→ **EXCERPTED TEXT**:
☆ ☆ ☆ ☆

Python isn’t always slower than C

I use Python for its libraries. Django and friends make building powerful websites very simple, but I’ve never considered Python operationally fast. It’s not a requirement for me; as long as I can generate and return a page in 300ms from request, and it’s often done much quicker than that.

It’s Fast Enough™. That’s common of most modern server-side languages.

But yesterday a Unix.SE text-processing question popped up. The problem was fairly simple. Read a file with variable length, numbered lines of DNA sequences:

1    ATTGACTAGCATGCTAGCTAGCTGACGATGCGA
2    GCTGACTGACTAGCTAGCATCGACTG
3    TAGCTGCTAGCTGCTGACTGACTAGCTAGC

And write the DNA part from each line to the a file using the first number and adding .seq extension.

All the usual suspects (awk, sed and bash loop) were already there making trouble so I decided to add some non-conventional implementations and a benchmark. The hypothesis being that when you’re chunking through thousands or millions of lines and making just as many write operations, it helps to stick to one environment and fork out less. Amongst my implementations was one for C and one for Python.

The Python version is compact and self explanatory. Open the file, iterate the lines, split the line on whitespace and write accordingly.

with open("infile", "r") as f:
    for line in f:
        id, dna = line.split()
        with open(id + ".seq", "w") as fw:
            fw.write(dna)

…While in C you have to be a lot more exhaustive.strtok is uncharacteristically useful but you need to explain to the system which memory you’re reading into and then munge it around just to concatenate the extension onto the filename.

# include <stdio.h>
# include <string.h>

FILE *fp;
FILE *fpout;

char line[100];
char *id;
char *dna;
char *fnout;

main() {
    fp = fopen("infile", "r");
    while (fgets(line, 100, fp) != NULL) {
        id = strtok(line, "\t");
        dna = strtok(NULL, "\t");

        char *fnout = malloc(strlen(id)+5);
        fnout = strcat(fnout, id);
        fnout = strcat(fnout, ".seq");
    
        fpout = fopen(fnout, "w");
        fprintf(fpout, "%s", dna);
        fclose(fpout);
    }
    fclose(fp);
}

So is Python or C faster?

C obviously. Over a 100,000 line input file, C was 1.3x faster than Python…

But that’s CPython; what I get if I run python on Ubuntu. That isn’t the only available Python runtime. Amongst the contenders Pypy is probably the fastest. It’s a highly optimised reimplementation of almost everything in the Python specs. For most people this means it’s a drop-in alternative. It’s also pretty simple to get the latest copy on Ubuntu:

sudo add-apt-repository ppa:pypy/ppa
sudo apt-get update
sudo apt-get install pypy

pypy my-python-file.py

Back to the benchmark…

Pypy is 1.03x faster than my C

Clearly not that much faster but the code is also a lot more simple. We have Python running at the same speed as C. That in itself is fairly amazing.

I did go on to write a nice C++ option that was slightly faster again and wasn’t too bad on the eye but it’s still a lot more involved than the Python is. I know I’m obviously biased toward Python but it’s something well worth going to as a first choice, especially for simple, scrappy text-processing jobs like this.

☆ ☆ ☆ ☆

[Saved entries]
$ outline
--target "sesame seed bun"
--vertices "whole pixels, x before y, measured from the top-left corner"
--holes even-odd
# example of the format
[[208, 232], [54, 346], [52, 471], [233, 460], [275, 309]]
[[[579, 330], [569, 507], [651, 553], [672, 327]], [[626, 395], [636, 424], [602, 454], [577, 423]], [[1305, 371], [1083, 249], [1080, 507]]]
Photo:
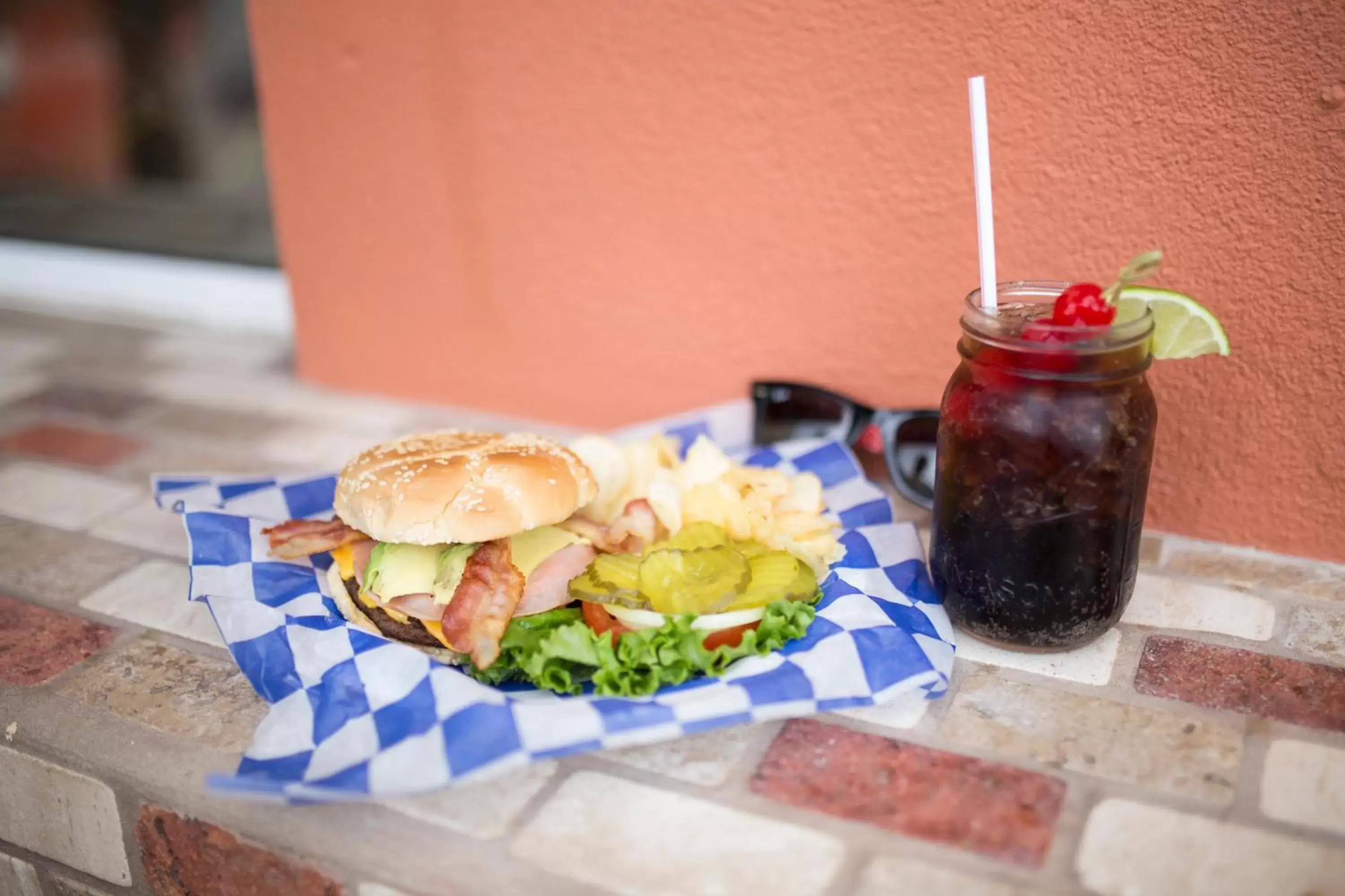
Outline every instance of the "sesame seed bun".
[[336, 481], [336, 516], [378, 541], [503, 539], [568, 519], [597, 497], [569, 449], [539, 435], [448, 430], [375, 445]]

☆ ☆ ☆ ☆

→ **TASK BRIEF**:
For each statement below, say whether it agrees with the post above on Python and C speed, and support each yes or no with the deciding words of the post, quoted exactly. (a) The author's requirement is that a page be generated and returned within 300ms of the request. (b) On a 100,000 line input file, CPython ran faster than the C version. (c) Pypy ran the benchmark faster than the author's C version.

→ **EXERCISE ANSWER**:
(a) Yes: "as long as I can generate and return a page in 300ms from request"
(b) No: "Over a 100,000 line input file, C was 1.3x faster than Python…"
(c) Yes: "Pypy is 1.03x faster than my C"